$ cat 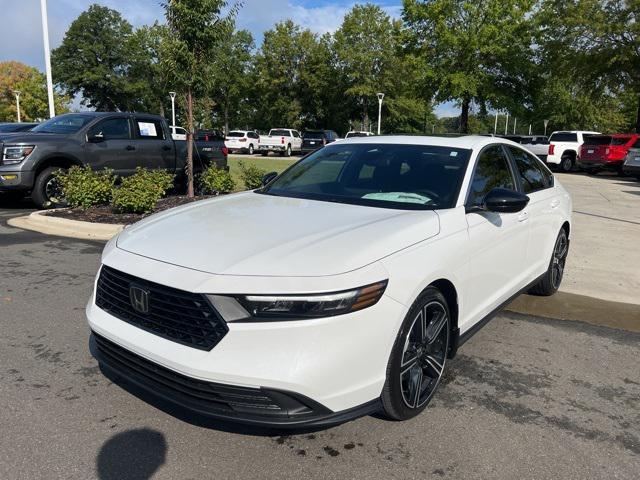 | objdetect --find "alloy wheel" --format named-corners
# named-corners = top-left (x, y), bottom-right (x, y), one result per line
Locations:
top-left (400, 300), bottom-right (449, 409)
top-left (551, 231), bottom-right (569, 290)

_____

● Task description
Return every line in the rows above that contains the string "bottom".

● Problem solution
# named-corners = top-left (x, y), bottom-right (x, y), one result per line
top-left (400, 300), bottom-right (449, 409)
top-left (551, 231), bottom-right (569, 290)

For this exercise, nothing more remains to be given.